> _What is expected_
Could you repeat the records below exactly as written?

(Referring expression data)
• • • • •

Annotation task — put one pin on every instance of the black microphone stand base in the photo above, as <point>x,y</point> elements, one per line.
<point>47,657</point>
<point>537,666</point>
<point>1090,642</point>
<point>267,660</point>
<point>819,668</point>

• • • • •

> _Solution for this exercise_
Annotation task — put one pin on every instance of the black microphone stand base in the photo above, as <point>x,y</point> elements, one per line.
<point>47,657</point>
<point>537,666</point>
<point>1090,642</point>
<point>267,660</point>
<point>819,668</point>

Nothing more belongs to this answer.